Exercise directions — When copying the entries below, leave out every picture and keep the rest exact.

The records —

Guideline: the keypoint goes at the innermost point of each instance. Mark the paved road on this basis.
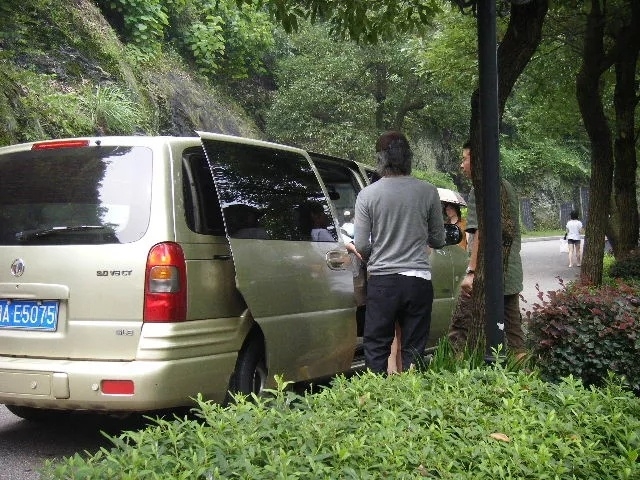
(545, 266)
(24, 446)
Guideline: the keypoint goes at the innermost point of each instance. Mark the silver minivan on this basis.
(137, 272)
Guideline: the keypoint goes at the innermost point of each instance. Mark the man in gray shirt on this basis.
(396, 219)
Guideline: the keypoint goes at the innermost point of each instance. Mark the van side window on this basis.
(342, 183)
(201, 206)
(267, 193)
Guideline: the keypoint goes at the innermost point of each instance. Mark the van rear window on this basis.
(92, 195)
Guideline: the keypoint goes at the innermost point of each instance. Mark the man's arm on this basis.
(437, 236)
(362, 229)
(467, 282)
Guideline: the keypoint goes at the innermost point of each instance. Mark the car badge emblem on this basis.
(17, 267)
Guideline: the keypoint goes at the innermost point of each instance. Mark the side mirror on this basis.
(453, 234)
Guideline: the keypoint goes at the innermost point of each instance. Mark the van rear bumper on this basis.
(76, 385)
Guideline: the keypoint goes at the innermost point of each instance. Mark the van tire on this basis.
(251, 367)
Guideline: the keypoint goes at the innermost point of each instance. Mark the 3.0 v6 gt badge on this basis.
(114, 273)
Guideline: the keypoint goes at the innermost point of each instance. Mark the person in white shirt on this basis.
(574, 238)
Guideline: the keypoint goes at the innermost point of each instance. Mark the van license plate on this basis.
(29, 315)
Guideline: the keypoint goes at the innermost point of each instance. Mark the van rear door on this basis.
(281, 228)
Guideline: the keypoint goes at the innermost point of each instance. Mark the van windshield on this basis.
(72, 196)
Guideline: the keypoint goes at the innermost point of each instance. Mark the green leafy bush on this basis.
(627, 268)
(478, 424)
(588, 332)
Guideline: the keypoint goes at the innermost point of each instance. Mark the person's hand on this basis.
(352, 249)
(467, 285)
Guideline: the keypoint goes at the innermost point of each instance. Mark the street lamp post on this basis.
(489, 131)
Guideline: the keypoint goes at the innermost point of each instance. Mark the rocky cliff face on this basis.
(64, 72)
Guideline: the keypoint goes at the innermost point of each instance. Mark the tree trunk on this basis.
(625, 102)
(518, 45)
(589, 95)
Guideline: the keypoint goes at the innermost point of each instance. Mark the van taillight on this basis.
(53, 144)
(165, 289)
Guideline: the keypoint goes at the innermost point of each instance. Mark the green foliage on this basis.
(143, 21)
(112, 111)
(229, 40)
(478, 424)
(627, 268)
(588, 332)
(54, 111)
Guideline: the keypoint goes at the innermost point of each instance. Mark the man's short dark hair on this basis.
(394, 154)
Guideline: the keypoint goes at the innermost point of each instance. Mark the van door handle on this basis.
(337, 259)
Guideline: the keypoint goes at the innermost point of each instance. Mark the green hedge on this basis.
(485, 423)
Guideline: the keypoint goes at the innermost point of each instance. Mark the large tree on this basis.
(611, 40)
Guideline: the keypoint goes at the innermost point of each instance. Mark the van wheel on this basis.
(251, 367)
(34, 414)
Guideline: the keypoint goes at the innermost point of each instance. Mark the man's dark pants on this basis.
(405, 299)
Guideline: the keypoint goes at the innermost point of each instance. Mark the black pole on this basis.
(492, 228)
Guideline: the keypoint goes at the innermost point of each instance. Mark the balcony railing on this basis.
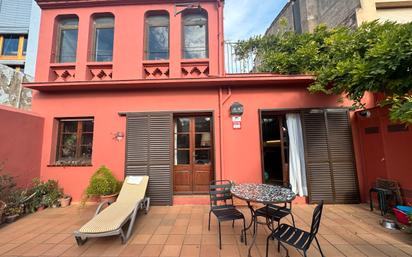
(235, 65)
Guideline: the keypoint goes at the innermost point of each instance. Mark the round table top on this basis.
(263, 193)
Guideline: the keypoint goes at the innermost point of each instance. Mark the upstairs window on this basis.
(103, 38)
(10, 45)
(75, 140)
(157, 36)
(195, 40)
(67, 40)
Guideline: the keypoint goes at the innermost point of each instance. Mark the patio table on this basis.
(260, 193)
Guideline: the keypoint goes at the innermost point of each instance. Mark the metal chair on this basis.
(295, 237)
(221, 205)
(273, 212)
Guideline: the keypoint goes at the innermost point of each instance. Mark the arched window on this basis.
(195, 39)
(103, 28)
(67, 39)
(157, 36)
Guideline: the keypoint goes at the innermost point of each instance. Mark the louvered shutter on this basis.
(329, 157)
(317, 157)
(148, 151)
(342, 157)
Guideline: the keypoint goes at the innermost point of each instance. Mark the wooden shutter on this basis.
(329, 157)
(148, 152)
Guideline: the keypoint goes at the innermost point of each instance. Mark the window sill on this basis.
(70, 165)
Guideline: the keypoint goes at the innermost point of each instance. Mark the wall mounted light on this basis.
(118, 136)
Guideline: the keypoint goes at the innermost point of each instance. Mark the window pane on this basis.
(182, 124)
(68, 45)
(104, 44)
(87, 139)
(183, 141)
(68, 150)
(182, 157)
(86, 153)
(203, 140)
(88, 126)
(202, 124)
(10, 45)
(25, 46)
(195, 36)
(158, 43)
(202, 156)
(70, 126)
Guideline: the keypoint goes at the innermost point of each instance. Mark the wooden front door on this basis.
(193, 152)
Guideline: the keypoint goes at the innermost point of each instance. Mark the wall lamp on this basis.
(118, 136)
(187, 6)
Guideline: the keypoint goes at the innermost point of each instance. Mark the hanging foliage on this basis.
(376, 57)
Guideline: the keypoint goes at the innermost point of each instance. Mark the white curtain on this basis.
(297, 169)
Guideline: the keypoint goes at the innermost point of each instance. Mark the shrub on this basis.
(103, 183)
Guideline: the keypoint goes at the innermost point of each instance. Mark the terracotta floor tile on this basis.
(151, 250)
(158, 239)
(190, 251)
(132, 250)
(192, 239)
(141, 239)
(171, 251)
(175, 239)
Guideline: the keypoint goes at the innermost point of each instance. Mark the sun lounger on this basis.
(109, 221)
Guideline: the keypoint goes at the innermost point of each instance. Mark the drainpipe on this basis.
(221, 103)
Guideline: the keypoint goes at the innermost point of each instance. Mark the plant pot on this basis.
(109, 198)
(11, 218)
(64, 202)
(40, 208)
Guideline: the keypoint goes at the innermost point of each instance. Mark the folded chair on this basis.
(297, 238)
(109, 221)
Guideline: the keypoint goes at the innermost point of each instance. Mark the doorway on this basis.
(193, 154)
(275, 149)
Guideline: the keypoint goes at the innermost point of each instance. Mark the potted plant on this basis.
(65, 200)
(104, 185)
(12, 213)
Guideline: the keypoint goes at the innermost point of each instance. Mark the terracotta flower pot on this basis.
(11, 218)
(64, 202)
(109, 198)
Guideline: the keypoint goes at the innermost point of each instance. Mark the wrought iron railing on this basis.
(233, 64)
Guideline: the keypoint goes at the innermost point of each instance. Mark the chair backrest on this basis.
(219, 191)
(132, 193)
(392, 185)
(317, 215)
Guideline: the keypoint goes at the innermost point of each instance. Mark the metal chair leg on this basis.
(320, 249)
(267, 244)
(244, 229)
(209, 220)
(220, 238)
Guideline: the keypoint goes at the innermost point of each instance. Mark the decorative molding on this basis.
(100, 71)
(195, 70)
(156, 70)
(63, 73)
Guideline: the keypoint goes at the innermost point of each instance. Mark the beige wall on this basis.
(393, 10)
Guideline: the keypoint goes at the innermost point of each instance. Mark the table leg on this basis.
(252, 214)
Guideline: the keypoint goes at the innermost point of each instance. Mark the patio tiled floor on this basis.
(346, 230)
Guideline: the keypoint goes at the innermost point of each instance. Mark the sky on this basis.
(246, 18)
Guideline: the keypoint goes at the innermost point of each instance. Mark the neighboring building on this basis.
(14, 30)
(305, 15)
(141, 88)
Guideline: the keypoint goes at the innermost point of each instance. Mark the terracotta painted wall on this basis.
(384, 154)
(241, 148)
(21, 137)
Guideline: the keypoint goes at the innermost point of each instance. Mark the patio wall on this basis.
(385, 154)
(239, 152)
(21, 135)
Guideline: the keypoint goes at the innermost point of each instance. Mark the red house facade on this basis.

Completed exercise —
Guideline: the keypoint goes at the innermost point of each instance. Mark the paved road on this basis.
(545, 266)
(24, 446)
Guideline: the keypoint goes at the innermost point of each instance. Mark the silver minivan on this basis.
(137, 272)
Guideline: the keypoint goes at the innermost point of each instance. Mark the man in gray shirt on this basis.
(396, 219)
Guideline: the keypoint goes at the innermost point of each instance. Mark the van side window on this basis.
(342, 183)
(201, 206)
(267, 193)
Guideline: the keypoint goes at the innermost point of each instance. Mark the van rear window on this basis.
(92, 195)
Guideline: the keypoint goes at the innermost point of each instance. Mark the man's arm on this basis.
(437, 236)
(362, 229)
(467, 282)
Guideline: the keypoint goes at the innermost point of each instance. Mark the car badge emblem on this basis.
(17, 267)
Guideline: the keypoint goes at the innermost point of each instance. Mark the side mirror on this basis.
(453, 234)
Guideline: the keypoint goes at the innermost point of each instance. Mark the van rear bumper on this basis.
(76, 385)
Guideline: the keypoint goes at the innermost point of each instance. Mark the van tire on this basis.
(251, 367)
Guideline: the keypoint goes at the innermost point of each instance. Mark the 3.0 v6 gt badge on this basis.
(114, 273)
Guideline: the keypoint goes at the innermost point of each instance. Mark the person in white shirt on this basis.
(574, 238)
Guideline: the keypoint goes at the innermost point of each instance. Mark the van license plate on this basis.
(29, 315)
Guideline: the keypoint goes at the innermost point of each instance. Mark the van rear door on this basis.
(281, 228)
Guideline: the keypoint goes at the innermost point of each instance. Mark the van windshield on this basis.
(72, 196)
Guideline: the keypoint goes at the innermost point of each instance. Mark the green leafy bush on this basis.
(627, 268)
(478, 424)
(588, 332)
Guideline: the keypoint goes at the innermost point of each instance. Mark the person's hand on this basis.
(352, 249)
(467, 285)
Guideline: the keypoint goes at the innermost point of each instance. Mark the street lamp post on this basis.
(489, 131)
Guideline: the keypoint goes at the innermost point of each instance. Mark the rocky cliff face on this basis.
(64, 72)
Guideline: the keypoint goes at the innermost point of each instance. Mark the tree trunk on this basis.
(625, 102)
(518, 45)
(589, 95)
Guideline: the keypoint goes at the innermost point of each instance. Mark the van taillight on this basis.
(53, 144)
(165, 289)
Guideline: the keypoint goes at the innermost point of each instance. Mark the green foliage on this basis.
(143, 21)
(112, 111)
(229, 40)
(478, 424)
(627, 268)
(588, 332)
(54, 111)
Guideline: the keypoint goes at the innermost point of each instance. Mark the man's short dark hair on this basis.
(394, 154)
Guideline: the keypoint goes at the innermost point of each instance. Mark the van door handle on this basis.
(337, 259)
Guideline: the keypoint goes at the innermost point of each instance. Mark the green hedge on this basis.
(485, 423)
Guideline: the keypoint goes at the innermost point of each instance. Mark the large tree on this basis.
(611, 40)
Guideline: the keypoint goes at the innermost point of each instance. Mark the van wheel on this basis.
(251, 367)
(34, 414)
Guideline: the keypoint goes at the innermost point of each instance. Mark the man's dark pants on this basis.
(405, 299)
Guideline: the keypoint goes at the innermost point of each instance. Mark the black pole on this basis.
(492, 228)
Guideline: the keypoint goes at the innermost point of each instance. Mark the balcony railing on this basis.
(235, 65)
Guideline: the keypoint goes at the innermost point of each instance. Mark the round table top on this basis.
(263, 193)
Guideline: the keypoint goes at the innermost point of each instance. Mark the upstairs window on this basis.
(103, 38)
(10, 45)
(75, 140)
(157, 36)
(195, 40)
(67, 40)
Guideline: the keypoint goes at the innermost point of each instance. Mark the patio table on this basis.
(260, 193)
Guideline: the keypoint goes at the innermost point of each instance. Mark the metal chair on this basis.
(295, 237)
(221, 205)
(273, 212)
Guideline: the keypoint goes at the innermost point of each instance. Mark the arched window on this basis.
(195, 39)
(103, 28)
(67, 39)
(157, 36)
Guideline: the keypoint goes at the innermost point of each instance. Mark the louvered shutter on this basis.
(329, 157)
(317, 157)
(148, 151)
(342, 157)
Guideline: the keypoint goes at the innermost point of each instance. Mark the wooden shutter on this basis.
(329, 157)
(148, 152)
Guideline: the keypoint goes at the innermost point of each instance. Mark the window sill on this basis.
(70, 165)
Guideline: the keypoint goes at the innermost point of each instance. Mark the wall mounted light on this basis.
(118, 136)
Guideline: the keypoint goes at the innermost point of each instance. Mark the window pane on this basis.
(182, 124)
(68, 45)
(104, 44)
(87, 139)
(183, 141)
(68, 150)
(182, 157)
(86, 153)
(203, 140)
(88, 126)
(202, 124)
(10, 45)
(25, 46)
(195, 36)
(158, 43)
(202, 156)
(70, 126)
Guideline: the keypoint goes at the innermost point of each instance. Mark the wooden front door on this basis.
(193, 152)
Guideline: the keypoint goes at the innermost point of each instance. Mark the wall lamp on this basis.
(118, 136)
(187, 6)
Guideline: the keypoint goes at the innermost point of each instance. Mark the hanging foliage on this basis.
(376, 57)
Guideline: the keypoint goes at the innermost point of each instance. Mark the white curtain on this basis.
(297, 169)
Guideline: the keypoint goes at the innermost point of each instance. Mark the shrub on this basis.
(103, 183)
Guideline: the keypoint goes at the innermost point of each instance. Mark the terracotta floor tile on this basis.
(151, 250)
(158, 239)
(190, 251)
(132, 250)
(192, 239)
(141, 239)
(171, 251)
(175, 239)
Guideline: the keypoint goes at the innermost point of each instance. Mark the sun lounger on this basis.
(109, 221)
Guideline: the keypoint goes at the innermost point of each instance. Mark the drainpipe on this basis.
(221, 103)
Guideline: the keypoint goes at the innermost point of each instance. Mark the plant pot on this basis.
(109, 198)
(11, 218)
(64, 202)
(40, 208)
Guideline: the keypoint goes at the innermost point of each instance. Mark the folded chair on this basis.
(297, 238)
(109, 221)
Guideline: the keypoint goes at the innermost point of each instance. Mark the doorway on this basis.
(193, 154)
(275, 149)
Guideline: the keypoint goes at the innermost point of each instance. Mark the potted plant on this basis.
(65, 200)
(104, 185)
(12, 213)
Guideline: the keypoint goes at the innermost point of each instance. Mark the terracotta flower pot on this basis.
(11, 218)
(64, 202)
(109, 198)
Guideline: the keypoint goes at the innermost point of each instance. Mark the wrought iron railing on this basis.
(233, 64)
Guideline: the keypoint goes at the innermost point of each instance. Mark the chair backrest on this basis.
(219, 191)
(132, 193)
(392, 185)
(317, 215)
Guideline: the keypoint goes at the innermost point of each instance. Mark the metal chair leg on this basis.
(320, 249)
(267, 244)
(244, 229)
(209, 220)
(220, 238)
Guideline: the keypoint goes at the innermost point of each instance. Mark the decorative molding on this basis.
(100, 71)
(195, 70)
(156, 70)
(63, 73)
Guideline: the keypoint goes at the innermost point of each instance. Mark the beige wall on this basis.
(393, 10)
Guideline: the keypoint goes at the innermost point of each instance. Mark the table leg on this basis.
(252, 214)
Guideline: the keypoint goes at the innermost point of each instance. Mark the patio tiled floor on this basis.
(346, 230)
Guideline: the keypoint goes at the innermost point of each instance. Mark the sky on this basis.
(246, 18)
Guideline: the keypoint goes at the innermost point of each instance. Mark the neighboring building on this basis.
(14, 30)
(305, 15)
(141, 88)
Guideline: the keypoint goes at the innermost point of each instance. Mark the terracotta painted wall on this basis.
(384, 154)
(241, 148)
(21, 137)
Guideline: the keypoint goes at the innermost point of each instance. Mark the patio wall on this basis.
(385, 154)
(239, 152)
(21, 135)
Guideline: the keypoint goes at the innermost point of each instance. Mark the red house facade on this basis.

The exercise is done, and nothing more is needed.